PROVIDED PASSAGE ->
-- begin --
Pterosaurs as flying marsupials

The fact that pterosaurs were reptiles was recognized as early as 1801 by French anatomist Georges Cuvier, father of vertebrate paleontology, in his description of the then newly discovered Pterodactylus. However, this did not stop others from giving their own interpretation of the bizarre-looking fossil from Bavaria. In a lecture from 1810, Samuel Thomas von Soemmerring presented his conclusion that the fossil, which he called Ornithocephalus, was in fact a mammal very similar to bats or flying foxes and should be classified as intermediate between Mammalia and Aves. In his view, bats may have given rise to birds and pterosaurs were the transitional form between them. His conclusion was largely based on a misinterpretation of the forelimb-bones and ignoring many of the reptilian characteristics of the skeleton, such as the jaw-joints. While Soemmerring’s interpretation was dominant among German scientists for a while, it ultimately lost to Cuvier’s, thanks to his authority and good counter-arguments. It did however not vanish before giving rise to an even more bizarre idea: In 1843 English zoologist Edward Newman interpreted pterosaurs not just as mammals, but as flying marsupials more specifically. He even illustrated them with cute ears, fur and pouches.
-- end --
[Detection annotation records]
-- begin --
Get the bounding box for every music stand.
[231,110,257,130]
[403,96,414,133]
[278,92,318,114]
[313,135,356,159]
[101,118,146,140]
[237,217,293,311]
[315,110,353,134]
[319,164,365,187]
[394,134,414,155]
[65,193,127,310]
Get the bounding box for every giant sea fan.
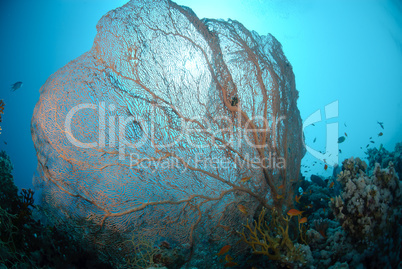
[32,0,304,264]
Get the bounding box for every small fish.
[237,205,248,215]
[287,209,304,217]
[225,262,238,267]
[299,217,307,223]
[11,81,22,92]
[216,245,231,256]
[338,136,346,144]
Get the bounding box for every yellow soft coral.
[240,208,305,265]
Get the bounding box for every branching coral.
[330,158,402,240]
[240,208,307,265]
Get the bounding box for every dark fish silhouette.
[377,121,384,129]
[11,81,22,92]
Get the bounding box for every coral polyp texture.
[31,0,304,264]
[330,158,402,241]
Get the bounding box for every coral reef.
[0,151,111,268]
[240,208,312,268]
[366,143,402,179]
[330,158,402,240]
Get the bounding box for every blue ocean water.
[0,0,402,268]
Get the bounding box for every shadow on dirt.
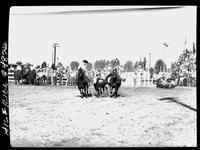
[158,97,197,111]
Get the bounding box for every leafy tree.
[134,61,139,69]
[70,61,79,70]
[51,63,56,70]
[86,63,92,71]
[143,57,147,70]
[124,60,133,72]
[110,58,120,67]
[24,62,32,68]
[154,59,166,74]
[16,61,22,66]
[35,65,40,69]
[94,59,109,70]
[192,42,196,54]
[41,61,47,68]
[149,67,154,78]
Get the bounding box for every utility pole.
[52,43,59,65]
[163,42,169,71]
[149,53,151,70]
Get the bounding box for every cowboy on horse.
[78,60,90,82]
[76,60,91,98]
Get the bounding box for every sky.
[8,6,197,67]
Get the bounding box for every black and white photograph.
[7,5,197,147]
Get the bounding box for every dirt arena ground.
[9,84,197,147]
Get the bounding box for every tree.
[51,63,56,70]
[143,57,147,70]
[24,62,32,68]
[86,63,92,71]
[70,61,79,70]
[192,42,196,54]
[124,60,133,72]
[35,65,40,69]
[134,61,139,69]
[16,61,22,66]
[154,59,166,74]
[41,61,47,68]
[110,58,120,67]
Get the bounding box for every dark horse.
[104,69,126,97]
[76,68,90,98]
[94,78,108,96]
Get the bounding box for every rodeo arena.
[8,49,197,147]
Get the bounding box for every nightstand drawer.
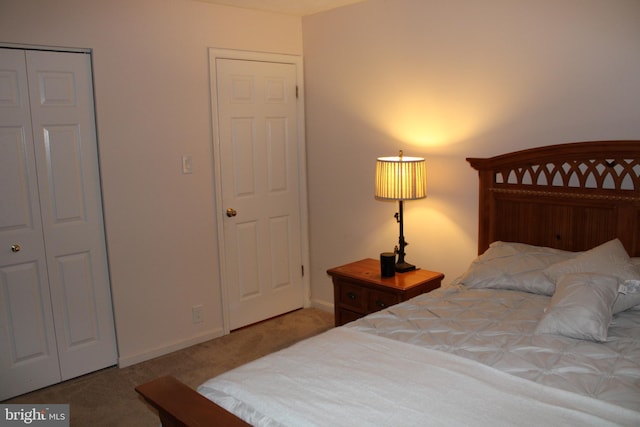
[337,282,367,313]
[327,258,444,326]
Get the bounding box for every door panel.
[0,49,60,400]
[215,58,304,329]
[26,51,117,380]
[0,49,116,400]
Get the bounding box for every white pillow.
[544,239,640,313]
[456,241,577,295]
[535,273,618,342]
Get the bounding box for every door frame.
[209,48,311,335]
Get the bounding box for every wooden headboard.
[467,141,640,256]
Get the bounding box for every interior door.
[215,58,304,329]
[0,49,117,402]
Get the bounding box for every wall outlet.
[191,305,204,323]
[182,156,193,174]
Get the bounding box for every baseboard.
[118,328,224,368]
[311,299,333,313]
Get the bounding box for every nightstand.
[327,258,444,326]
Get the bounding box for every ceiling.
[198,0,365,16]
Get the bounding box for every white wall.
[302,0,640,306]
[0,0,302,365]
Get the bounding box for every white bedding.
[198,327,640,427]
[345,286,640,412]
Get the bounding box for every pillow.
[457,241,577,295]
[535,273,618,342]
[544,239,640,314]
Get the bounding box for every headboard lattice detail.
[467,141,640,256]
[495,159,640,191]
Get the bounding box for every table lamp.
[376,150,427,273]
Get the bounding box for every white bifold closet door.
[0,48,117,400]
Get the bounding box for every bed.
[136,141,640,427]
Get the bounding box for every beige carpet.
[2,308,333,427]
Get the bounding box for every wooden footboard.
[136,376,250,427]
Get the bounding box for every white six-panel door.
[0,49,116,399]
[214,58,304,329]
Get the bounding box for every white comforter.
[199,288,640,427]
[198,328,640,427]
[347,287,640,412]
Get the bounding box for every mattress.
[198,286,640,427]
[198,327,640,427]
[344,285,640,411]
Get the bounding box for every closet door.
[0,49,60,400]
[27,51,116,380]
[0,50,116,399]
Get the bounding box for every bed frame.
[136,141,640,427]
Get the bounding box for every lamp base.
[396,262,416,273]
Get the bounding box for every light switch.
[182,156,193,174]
-- end --
-- begin --
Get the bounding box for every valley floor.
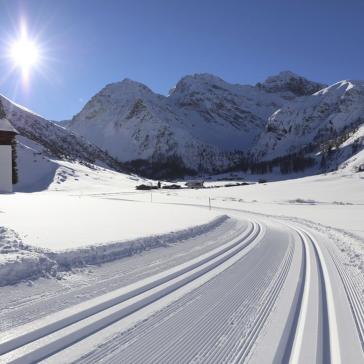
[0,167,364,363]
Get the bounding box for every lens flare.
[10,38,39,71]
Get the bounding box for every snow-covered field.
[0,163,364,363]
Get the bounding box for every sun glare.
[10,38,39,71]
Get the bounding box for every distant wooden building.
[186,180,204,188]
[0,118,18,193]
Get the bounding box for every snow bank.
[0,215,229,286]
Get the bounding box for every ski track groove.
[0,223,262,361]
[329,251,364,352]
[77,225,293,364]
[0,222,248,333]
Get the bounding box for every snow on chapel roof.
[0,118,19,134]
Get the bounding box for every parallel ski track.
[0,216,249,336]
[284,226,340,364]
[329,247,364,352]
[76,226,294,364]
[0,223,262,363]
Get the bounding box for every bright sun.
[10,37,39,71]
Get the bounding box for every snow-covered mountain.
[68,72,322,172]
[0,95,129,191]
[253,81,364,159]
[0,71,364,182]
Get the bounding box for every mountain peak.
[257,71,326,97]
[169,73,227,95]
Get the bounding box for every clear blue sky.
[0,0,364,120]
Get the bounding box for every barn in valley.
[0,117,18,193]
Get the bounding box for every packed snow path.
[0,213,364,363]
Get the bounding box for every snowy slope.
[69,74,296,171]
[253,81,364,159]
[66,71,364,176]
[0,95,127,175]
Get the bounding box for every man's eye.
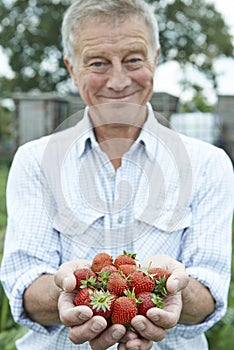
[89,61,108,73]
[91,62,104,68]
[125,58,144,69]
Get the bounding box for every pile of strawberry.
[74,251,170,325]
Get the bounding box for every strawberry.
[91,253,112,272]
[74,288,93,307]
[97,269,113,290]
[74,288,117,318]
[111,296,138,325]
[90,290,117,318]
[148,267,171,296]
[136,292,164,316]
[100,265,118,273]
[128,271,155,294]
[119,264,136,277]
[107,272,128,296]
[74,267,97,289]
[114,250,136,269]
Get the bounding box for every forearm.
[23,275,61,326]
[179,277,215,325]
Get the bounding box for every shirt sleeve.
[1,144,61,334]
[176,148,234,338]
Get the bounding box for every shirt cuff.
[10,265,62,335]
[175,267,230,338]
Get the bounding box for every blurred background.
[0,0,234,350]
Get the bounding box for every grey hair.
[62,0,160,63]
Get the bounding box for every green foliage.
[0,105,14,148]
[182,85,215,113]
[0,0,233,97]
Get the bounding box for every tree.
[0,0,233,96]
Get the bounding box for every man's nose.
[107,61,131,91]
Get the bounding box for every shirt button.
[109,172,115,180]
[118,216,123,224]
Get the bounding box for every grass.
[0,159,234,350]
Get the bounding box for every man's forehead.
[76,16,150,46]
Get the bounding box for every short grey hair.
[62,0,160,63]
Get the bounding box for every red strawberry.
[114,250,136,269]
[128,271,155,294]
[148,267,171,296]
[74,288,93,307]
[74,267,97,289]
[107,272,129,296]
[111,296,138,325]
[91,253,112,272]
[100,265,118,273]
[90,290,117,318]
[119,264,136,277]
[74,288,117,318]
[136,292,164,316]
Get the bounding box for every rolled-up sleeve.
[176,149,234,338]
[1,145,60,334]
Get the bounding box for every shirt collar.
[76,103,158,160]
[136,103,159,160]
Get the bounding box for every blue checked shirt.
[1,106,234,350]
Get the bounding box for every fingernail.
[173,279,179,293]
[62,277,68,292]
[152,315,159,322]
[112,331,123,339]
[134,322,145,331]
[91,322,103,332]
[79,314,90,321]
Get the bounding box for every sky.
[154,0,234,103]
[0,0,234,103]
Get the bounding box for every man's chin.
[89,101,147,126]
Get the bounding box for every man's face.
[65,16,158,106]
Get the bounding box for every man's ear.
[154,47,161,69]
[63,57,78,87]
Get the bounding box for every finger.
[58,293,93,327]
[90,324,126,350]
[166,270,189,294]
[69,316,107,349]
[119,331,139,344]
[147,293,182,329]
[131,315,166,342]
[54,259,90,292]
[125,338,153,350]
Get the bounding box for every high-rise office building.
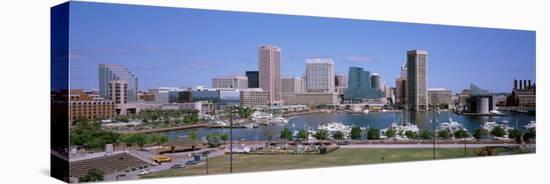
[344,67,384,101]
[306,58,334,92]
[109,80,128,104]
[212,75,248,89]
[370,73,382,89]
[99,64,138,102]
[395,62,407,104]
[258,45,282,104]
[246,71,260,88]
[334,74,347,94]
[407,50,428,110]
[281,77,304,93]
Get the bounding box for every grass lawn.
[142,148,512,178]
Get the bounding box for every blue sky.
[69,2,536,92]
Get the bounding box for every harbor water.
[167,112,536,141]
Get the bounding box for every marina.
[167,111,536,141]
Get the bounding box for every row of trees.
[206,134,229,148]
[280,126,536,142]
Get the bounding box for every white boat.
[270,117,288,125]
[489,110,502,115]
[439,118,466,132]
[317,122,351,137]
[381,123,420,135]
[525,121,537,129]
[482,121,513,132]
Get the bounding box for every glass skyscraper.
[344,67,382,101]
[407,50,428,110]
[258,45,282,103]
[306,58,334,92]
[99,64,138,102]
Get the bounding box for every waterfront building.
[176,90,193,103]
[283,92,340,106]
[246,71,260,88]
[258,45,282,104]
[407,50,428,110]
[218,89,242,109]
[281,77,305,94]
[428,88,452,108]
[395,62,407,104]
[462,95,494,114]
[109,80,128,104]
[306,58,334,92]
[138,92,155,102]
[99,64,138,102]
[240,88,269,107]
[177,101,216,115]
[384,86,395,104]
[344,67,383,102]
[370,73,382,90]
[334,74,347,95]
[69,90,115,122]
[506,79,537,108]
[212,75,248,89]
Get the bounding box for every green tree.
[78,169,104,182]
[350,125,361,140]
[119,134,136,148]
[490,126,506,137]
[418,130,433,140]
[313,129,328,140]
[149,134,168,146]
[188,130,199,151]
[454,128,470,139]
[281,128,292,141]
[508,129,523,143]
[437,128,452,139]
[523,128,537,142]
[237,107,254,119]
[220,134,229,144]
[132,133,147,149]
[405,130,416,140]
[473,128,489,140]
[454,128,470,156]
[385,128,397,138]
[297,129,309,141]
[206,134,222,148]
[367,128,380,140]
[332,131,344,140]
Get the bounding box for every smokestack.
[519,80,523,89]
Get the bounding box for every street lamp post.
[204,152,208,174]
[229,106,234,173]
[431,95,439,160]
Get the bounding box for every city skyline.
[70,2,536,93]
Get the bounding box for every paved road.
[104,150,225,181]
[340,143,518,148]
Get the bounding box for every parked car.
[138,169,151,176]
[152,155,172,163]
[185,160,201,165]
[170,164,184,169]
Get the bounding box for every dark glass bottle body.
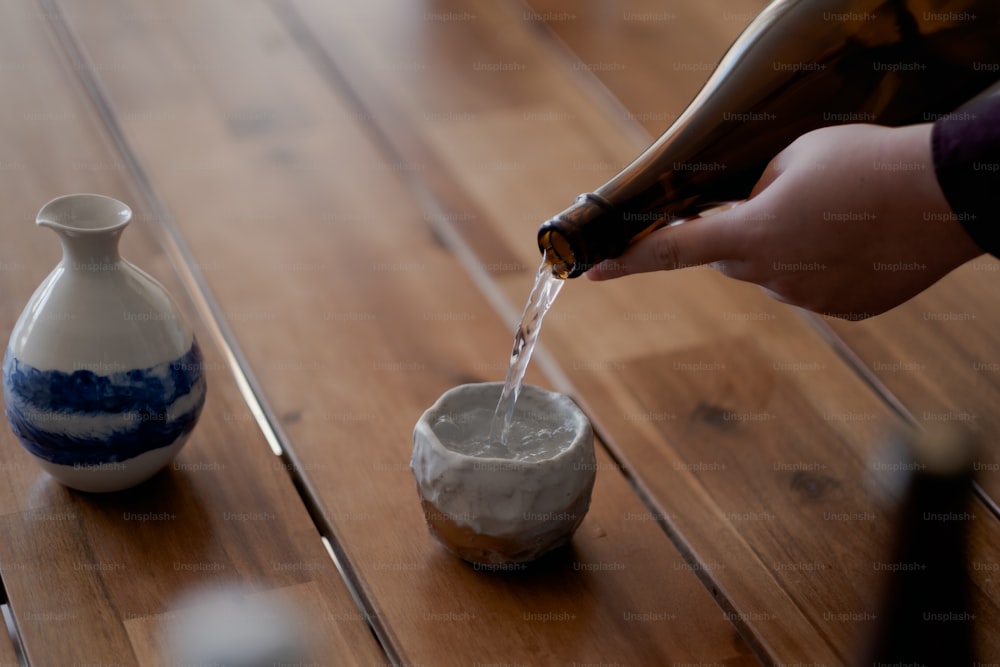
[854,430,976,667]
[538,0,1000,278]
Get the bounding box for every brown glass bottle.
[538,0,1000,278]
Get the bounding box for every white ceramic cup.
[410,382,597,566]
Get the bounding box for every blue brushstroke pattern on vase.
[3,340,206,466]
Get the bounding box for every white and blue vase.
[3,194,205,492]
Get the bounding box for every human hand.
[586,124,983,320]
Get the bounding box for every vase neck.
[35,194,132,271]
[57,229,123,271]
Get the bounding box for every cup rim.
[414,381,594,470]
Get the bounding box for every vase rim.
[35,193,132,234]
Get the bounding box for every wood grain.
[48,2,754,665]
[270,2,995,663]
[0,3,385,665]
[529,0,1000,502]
-- end --
GOALS ->
1. Answer these questions using the pterosaur text above:
(a) In what year did Georges Cuvier recognize that pterosaurs were reptiles?
(b) What name did Samuel Thomas von Soemmerring give the fossil?
(c) What features did Edward Newman give pterosaurs in his illustrations?
2. Resume the pterosaur text above, starting right after its last sentence.

RESPONSES TO THE EXERCISE ->
1.
(a) 1801
(b) Ornithocephalus
(c) Cute ears, fur and pouches

2.
Fig. 2: Pterosaurs as imagined by Edward Newman. Peter Wellnhofer seems to find the ears particularly endearing (Wellnhofer 1991, p. 28).
What I always found interesting about the mammalian classification of pterosaurs, from a “what if” perspective, is that in life they did in fact possess a very hair-like body-covering called pycnofibers (although recent studies suggest they may have been more similar in structure to primitive feathers). As early as 1831 Georg August Goldfuss actually discovered these pycnofibers in a fossil, but his claims were largely dismissed and ignored. They were instead reconstructed with smooth skin or scales for the longest time. That pterosaurs did in fact have pycnofibers was only conclusively proven in 1971 with the discovery of Sordes pilosus. Now the fun part is to imagine what would have happened if Goldfuss was actually taken seriously back in the day or if pycnofibers were discovered even earlier. It is not hard to imagine that these filaments would have initially been interpreted as true fur and that this would have given more fuel to the mammalian classification. Who knows how long it may have outstayed its welcome? It should nonetheless be mentioned that, despite finding pycnofibers, Goldfuss himself still classified pterosaurs as reptiles.
Fig. 3: An 1857 painting by Adolphe François Pannemaker, where we can again see a bat-like interpretation of pterosaurs.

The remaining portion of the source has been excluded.